* OBIETTIVO A *
Conta le righe dei record in cui compare la stringa "curb" e rispondi soltanto con il numero.
#####
Quel depistaggio che risale alle “radici che non gelano” della destra italiana
BOLOGNA, 45 ANNI DI TRAME E DEPISTAGGI PER NASCONDERE LA VERITÀ [PAOLO
BOLOGNESI]
IL TESTO INTEGRALE DELLA COMUNICAZIONE LETTA, IL 2 AGOSTO DEL 2025, DAL
PRESIDENTE PAOLO BOLOGNESI A NOME DELL’ASSOCIAZIONE TRA I FAMILIARI DELLE
VITTIME DELLA STRAGE ALLA STAZIONE DI BOLOGNA DEL 2 AGOSTO 1980
A 45 anni da quel 2 agosto del 1980, dal governo di destra è stato inferto un
ennesimo schiaffo alla memoria storica e alla verità giudiziaria. Ad aprire le
danze il discorso della premier: nessun riferimento alla matrice neofascista
nonostante quello che dicono le sentenze passate in giudicato. La leader di FdI
ha adoperato il termine terrorismo nella più generica e inutile delle accezioni.
#####
* OBIETTIVO B *
Nel testo sulla strage di Bologna, chi ha letto la comunicazione il 2 agosto 2025?

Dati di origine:
#####
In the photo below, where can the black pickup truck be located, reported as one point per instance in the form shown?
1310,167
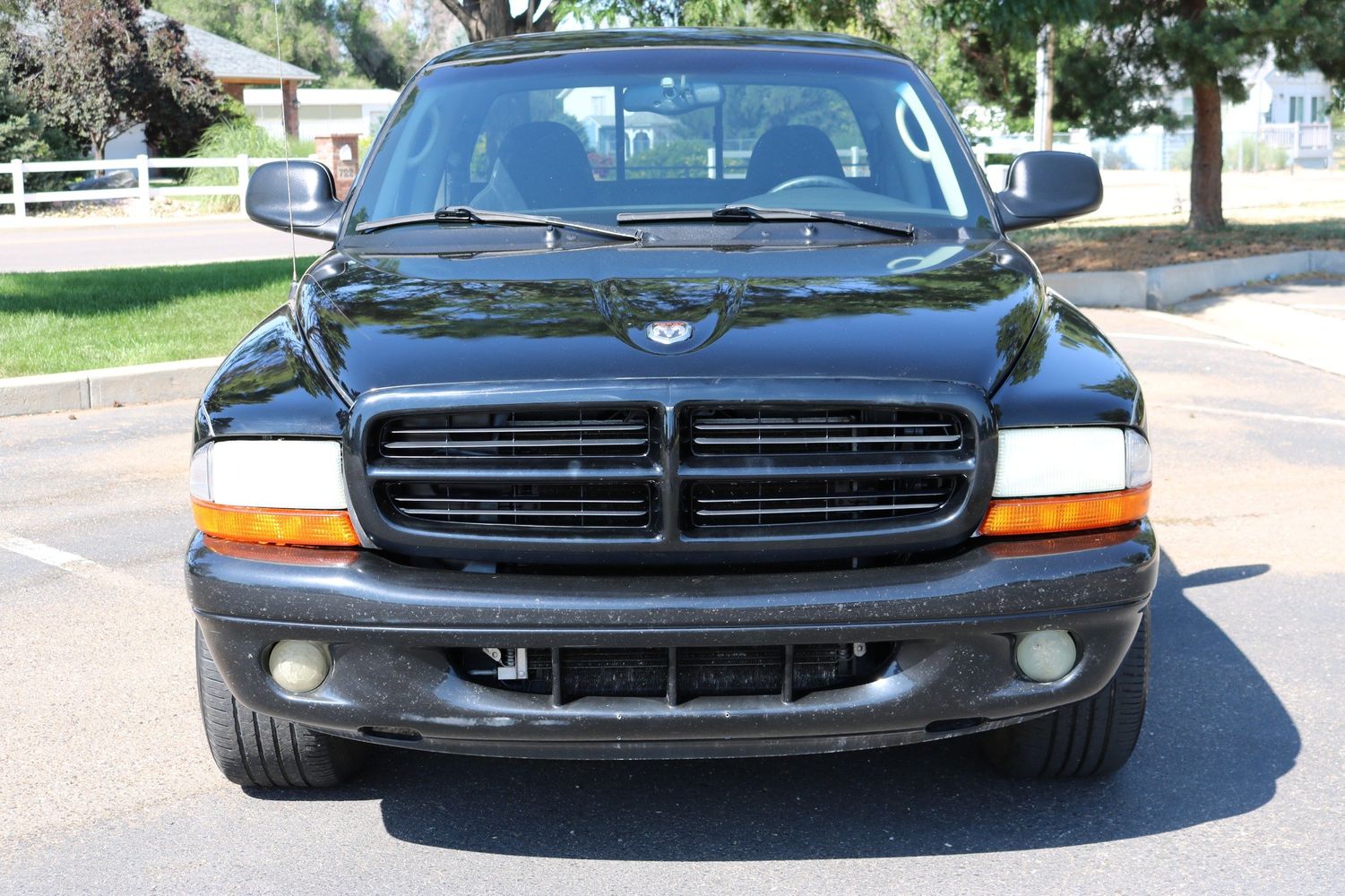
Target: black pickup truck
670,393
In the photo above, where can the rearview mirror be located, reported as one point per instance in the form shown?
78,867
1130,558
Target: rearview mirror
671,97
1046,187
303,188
#####
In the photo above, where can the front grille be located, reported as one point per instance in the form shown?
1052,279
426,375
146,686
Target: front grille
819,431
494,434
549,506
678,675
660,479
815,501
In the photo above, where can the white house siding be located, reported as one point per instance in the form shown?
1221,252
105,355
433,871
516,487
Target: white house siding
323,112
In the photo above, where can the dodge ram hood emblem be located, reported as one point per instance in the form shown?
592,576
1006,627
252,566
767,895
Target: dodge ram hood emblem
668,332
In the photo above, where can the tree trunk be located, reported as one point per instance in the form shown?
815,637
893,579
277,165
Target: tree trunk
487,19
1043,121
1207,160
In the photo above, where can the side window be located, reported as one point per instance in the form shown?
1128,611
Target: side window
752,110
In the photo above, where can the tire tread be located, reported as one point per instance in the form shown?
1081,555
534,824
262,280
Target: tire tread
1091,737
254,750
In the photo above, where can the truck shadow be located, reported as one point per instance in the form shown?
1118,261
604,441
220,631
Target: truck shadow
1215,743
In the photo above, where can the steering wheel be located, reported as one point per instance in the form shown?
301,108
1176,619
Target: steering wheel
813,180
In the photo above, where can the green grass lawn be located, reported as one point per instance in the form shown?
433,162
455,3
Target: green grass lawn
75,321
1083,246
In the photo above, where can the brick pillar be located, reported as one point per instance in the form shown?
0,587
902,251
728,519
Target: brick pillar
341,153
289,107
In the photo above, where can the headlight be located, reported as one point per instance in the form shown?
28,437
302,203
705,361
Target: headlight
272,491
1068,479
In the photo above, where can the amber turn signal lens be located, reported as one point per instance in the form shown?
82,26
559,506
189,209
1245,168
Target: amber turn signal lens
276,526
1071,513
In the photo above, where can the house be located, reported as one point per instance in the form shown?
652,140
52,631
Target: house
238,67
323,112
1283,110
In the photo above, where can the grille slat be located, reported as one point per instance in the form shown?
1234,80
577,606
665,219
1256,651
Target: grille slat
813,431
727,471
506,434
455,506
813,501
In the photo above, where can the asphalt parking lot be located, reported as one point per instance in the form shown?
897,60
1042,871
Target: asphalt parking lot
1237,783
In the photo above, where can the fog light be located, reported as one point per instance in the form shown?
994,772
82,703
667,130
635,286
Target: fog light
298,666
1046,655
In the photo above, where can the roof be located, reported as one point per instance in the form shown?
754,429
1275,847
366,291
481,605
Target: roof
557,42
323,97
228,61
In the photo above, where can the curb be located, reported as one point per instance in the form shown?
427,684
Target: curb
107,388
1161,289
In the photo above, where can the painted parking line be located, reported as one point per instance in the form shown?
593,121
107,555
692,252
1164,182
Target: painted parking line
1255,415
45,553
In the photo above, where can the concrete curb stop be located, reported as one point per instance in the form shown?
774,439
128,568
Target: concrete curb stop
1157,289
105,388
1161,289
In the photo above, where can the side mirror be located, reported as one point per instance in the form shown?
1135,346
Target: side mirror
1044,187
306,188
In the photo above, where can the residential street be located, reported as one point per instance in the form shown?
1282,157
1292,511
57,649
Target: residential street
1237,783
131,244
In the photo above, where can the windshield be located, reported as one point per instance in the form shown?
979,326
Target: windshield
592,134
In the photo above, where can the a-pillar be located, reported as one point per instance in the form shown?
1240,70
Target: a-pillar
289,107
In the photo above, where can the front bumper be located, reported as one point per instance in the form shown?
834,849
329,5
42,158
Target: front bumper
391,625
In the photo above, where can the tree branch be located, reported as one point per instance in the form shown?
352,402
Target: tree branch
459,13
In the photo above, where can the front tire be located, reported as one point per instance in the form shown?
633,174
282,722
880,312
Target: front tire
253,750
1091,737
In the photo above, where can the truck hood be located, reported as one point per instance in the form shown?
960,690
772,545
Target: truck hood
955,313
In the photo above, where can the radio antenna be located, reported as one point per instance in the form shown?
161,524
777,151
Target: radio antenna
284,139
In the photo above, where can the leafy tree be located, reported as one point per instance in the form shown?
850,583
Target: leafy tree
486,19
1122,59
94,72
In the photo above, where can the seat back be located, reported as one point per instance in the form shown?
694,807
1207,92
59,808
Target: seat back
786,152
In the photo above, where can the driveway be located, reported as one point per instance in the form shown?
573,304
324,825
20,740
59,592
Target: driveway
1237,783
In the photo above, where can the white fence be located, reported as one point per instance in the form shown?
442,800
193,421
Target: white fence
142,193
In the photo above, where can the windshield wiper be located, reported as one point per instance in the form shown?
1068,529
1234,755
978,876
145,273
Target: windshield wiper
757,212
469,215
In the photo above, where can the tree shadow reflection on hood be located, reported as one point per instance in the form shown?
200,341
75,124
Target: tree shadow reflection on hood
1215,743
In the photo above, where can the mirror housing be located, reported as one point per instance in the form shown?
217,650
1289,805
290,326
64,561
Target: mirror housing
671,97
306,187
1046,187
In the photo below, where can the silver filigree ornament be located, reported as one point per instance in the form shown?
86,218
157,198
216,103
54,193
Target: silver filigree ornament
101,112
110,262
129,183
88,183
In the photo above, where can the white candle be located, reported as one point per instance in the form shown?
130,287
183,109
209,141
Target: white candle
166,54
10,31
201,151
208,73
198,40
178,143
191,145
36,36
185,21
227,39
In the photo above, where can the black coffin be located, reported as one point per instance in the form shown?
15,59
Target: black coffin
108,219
#####
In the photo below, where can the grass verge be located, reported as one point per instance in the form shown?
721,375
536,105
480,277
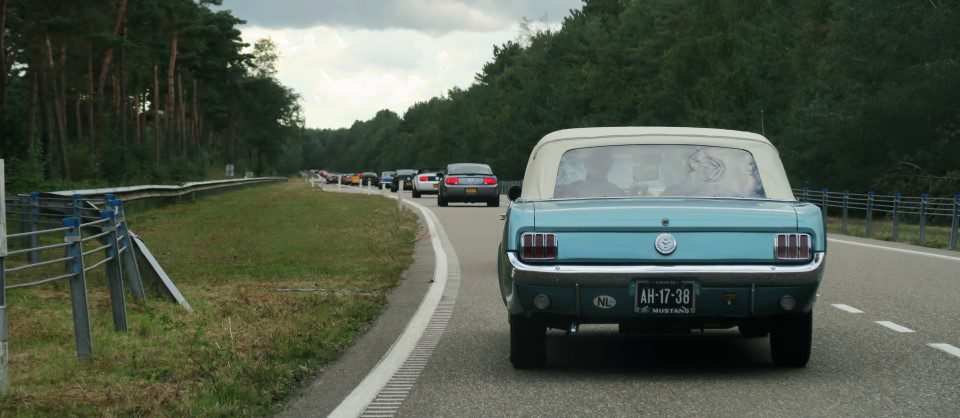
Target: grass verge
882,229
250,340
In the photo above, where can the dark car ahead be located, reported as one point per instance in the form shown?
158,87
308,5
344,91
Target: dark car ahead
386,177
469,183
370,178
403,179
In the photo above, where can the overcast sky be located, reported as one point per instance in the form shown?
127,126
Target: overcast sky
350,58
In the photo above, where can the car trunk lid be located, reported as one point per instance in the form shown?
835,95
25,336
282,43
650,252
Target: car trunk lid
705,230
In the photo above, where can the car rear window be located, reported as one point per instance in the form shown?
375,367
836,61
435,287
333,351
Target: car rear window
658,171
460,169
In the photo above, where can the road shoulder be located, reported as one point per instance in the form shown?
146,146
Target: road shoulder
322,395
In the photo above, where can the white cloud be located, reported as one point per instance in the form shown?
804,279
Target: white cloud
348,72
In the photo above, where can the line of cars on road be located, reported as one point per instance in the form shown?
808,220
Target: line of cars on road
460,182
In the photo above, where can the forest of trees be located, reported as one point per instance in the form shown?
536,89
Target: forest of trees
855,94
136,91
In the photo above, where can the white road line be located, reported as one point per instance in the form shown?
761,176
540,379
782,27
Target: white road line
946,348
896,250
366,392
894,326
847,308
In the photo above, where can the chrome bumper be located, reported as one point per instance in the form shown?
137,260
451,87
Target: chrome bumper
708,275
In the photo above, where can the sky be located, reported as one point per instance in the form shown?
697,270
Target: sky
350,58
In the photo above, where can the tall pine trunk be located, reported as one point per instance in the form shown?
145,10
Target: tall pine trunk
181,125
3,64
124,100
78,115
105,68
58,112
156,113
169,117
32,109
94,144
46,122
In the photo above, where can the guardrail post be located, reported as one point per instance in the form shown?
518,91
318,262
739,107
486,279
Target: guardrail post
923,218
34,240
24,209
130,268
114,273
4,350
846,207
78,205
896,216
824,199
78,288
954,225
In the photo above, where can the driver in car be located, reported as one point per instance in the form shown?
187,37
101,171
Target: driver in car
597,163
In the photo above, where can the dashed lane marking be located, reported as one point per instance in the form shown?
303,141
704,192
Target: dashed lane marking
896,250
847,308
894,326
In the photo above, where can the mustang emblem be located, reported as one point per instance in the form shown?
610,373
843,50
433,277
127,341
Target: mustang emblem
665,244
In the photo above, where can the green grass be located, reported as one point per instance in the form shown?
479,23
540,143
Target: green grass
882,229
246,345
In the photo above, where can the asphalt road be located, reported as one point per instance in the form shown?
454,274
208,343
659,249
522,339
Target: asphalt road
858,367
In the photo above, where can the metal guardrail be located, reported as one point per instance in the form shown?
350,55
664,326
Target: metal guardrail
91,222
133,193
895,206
#####
* RISPOSTA A *
4

* RISPOSTA B *
L'ha letta il presidente Paolo Bolognesi, a nome dell'Associazione tra i familiari delle vittime della strage alla stazione di Bologna del 2 agosto 1980.